[Requirements]
Present every line of the listing below as a Markdown table with the columns "Row" and "Listing line," numbering the rows in order and skipping any blank lines. Leave the pictures out of the table.

[Records shown]
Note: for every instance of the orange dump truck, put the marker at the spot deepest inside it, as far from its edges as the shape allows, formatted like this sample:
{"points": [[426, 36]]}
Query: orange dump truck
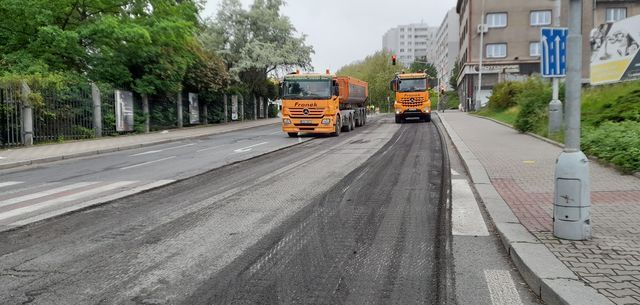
{"points": [[322, 103], [412, 96]]}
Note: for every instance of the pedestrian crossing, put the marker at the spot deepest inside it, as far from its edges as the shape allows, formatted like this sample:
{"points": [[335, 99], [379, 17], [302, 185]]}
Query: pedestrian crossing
{"points": [[22, 203]]}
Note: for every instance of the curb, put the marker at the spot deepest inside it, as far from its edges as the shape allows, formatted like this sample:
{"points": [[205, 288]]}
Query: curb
{"points": [[115, 149], [545, 274]]}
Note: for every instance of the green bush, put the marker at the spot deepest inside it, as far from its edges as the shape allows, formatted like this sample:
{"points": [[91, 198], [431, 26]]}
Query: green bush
{"points": [[533, 100], [504, 95], [617, 143]]}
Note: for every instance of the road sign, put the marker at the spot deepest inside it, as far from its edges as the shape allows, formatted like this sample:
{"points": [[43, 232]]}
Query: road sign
{"points": [[553, 45]]}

[Written solution]
| Row | Listing line |
|---|---|
| 1 | Note: for every instance of the orange dump truck, put the marker at the spot deepest inside it, as far from its edges as the shape allows, formatted like this sample: |
| 2 | {"points": [[426, 36]]} |
| 3 | Query: orange dump truck |
| 4 | {"points": [[322, 103], [412, 96]]} |
| 5 | Note: for every instance of the pedestrian crossing, put the marker at the spot deepest inside it, as far from its edges as the shape allows, formatted like this sample: |
| 6 | {"points": [[335, 99], [379, 17], [302, 185]]} |
| 7 | Query: pedestrian crossing |
| 8 | {"points": [[22, 203]]} |
| 9 | Note: for every instance of the curb, put the marker at the spot deepest inside it, as far from its edges as the shape allows, formatted like this sample: |
| 10 | {"points": [[205, 288]]} |
| 11 | Query: curb |
| 12 | {"points": [[115, 149], [545, 274]]} |
| 13 | Note: for every instance of the green bush, put the marker at the spot deepest inside it, as far from its edges as the shape allows, formatted like this sample: |
| 14 | {"points": [[91, 198], [431, 26]]} |
| 15 | Query: green bush |
| 16 | {"points": [[533, 100], [504, 95], [617, 143]]} |
| 17 | Note: for every instance of the road sign, put the marker at the spot deepest inside it, as far from its edges as the shape allows, formatted like this sample: |
| 18 | {"points": [[43, 232]]} |
| 19 | Query: road sign |
| 20 | {"points": [[553, 45]]} |